═════ Exercise inputs ═════
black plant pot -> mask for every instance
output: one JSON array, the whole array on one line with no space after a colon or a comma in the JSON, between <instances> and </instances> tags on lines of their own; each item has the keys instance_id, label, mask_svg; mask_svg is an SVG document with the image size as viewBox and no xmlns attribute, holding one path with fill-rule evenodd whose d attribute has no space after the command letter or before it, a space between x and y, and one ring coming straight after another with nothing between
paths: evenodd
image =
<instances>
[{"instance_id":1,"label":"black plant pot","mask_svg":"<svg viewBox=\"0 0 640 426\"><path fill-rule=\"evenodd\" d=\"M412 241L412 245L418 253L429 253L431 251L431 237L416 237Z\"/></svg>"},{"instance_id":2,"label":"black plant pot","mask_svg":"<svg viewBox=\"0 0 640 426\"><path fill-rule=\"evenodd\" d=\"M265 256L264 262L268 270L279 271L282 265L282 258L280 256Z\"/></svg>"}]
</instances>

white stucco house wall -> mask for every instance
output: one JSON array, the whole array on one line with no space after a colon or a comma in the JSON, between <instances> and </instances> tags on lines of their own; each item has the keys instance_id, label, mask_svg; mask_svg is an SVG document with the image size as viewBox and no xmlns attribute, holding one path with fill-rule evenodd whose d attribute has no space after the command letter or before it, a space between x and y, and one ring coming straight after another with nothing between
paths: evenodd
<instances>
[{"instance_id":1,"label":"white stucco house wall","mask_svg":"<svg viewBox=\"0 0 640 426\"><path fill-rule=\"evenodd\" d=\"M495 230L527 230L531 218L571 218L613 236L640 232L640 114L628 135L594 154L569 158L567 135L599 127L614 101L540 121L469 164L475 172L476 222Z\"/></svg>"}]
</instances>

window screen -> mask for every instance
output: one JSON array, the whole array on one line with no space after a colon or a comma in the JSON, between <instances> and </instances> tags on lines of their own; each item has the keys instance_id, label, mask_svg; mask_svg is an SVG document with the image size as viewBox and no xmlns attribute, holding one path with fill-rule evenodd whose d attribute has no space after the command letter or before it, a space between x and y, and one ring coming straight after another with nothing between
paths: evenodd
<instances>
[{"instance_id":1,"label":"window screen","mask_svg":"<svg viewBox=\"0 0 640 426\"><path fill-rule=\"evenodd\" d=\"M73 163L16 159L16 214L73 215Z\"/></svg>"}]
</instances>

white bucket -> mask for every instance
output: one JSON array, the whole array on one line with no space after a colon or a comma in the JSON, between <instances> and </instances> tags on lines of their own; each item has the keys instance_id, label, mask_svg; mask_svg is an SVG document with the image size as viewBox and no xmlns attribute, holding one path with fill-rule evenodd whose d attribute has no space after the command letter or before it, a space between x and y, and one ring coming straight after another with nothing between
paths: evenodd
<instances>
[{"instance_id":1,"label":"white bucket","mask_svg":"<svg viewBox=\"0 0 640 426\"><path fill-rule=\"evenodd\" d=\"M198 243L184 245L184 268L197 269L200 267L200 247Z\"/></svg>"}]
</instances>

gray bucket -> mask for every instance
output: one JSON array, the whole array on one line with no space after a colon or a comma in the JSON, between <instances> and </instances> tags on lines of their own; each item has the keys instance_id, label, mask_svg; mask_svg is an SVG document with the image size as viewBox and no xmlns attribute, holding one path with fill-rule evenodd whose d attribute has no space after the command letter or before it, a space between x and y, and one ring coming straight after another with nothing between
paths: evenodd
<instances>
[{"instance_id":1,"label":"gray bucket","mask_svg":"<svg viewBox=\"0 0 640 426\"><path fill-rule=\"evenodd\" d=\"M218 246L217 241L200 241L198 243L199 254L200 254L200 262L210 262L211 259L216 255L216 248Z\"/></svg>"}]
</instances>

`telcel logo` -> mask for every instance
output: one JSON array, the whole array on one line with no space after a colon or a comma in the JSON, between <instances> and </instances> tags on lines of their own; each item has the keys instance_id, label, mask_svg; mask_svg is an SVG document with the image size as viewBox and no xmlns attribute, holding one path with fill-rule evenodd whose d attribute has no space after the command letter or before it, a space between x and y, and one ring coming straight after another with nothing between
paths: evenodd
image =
═════
[Task] Pull out every line in the rows above that contains the string "house", treating uppercase and lowercase as different.

[Exercise output]
white stucco house wall -> mask for every instance
[{"instance_id":1,"label":"white stucco house wall","mask_svg":"<svg viewBox=\"0 0 640 426\"><path fill-rule=\"evenodd\" d=\"M495 230L527 230L531 218L571 218L613 236L640 232L640 114L628 135L594 154L569 158L567 135L599 127L614 101L540 121L469 164L475 172L476 222Z\"/></svg>"}]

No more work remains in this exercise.